**Source text:**
+ + + + + + +
Has Ian considered tying his perpetual power generator (PPG) to super capacitors instead of the thin film batteries ? Are the thin film batteries more power dense/less leakage/cost effective than a supercap ? This gives me an idea for a project (like I need another one… 😁)
Did you read the article at all?
“notable for their exceptionally low self-discharge rate.”
Also it might be more convenient when it’s a flat chip like that for some applications
Yes I did see that I thought supercaps had a low self discharge rate as well. Did you read the question I posed ? Is the thin film battery better than supercaps ?
In the video, he shows the supercaps he could find had a high discharge rate which ultimately landed him on those thin film batteries… Which are apparently hard to come by these days…
Yeah. Watched the video (on double speed – unfortunately youtube won’t go faster) and found the manufacturer of the batteries.
To say I am disappointed is an understatement: they claim “58 patents” and ‘trade secrets’ on their battery technology, so I head over to the products page… to read “EnerChip™ Packaged Batteries – Discontinued and not available”.
WTF! How can a company patent something and then refuse to make it! No wonder this world is so screwed up. If you don’t make it, and don’t/won’t licence it to someone who will, then anyone else making it should be able to sidestep any patents you have!
Cymbet (the manufacturer): the words used to describe them are not suitable for this forum!
Garth – great question! Supercapacitors have much more power density, which is good, but sadly they discharge too quickly. The nuclear generator only outputs about 1.5 microwatts, and which is smaller than the self discharge rate of supercapacitors. It was a real challenge finding a way to store such a tiny amount of energy because almost everything I could think of ended up having too high of a self discharge rate. The only things that I found that would work are the thin film solid state batteries.
Thanks for the comment!
Thanks ! I don’t know anything about thin film batteries and in the past there have been articles about supercaps will soon be a battery replacement. So the film batteries lower leakage means effectively a smaller hole in the bucket you are trying to fill. 😁
You could certainly run a digital clock — a standard digital watch only requires a microwatt or so. Certainly, you could also run a digital volt-meter where one uses a micro-power band-gap reference. Also, you could run micro-power analog circuits to create most anything with respect to temperature sensing, light sensing, even pressure sensing.
+ + + + + + +
**Directions:** Rewrite the stretch of the forum thread from "WTF! How can" through "patents you have!", changing "company" to "firm".

**Information provided:**
+ + + + + + +
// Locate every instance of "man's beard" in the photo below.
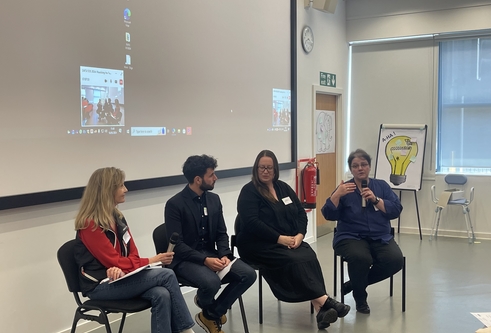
+ + + + + + +
**Right answer:**
WTF! How can a firm patent something and then refuse to make it! No wonder this world is so screwed up. If you don’t make it, and don’t/won’t licence it to someone who will, then anyone else making it should be able to sidestep any patents you have!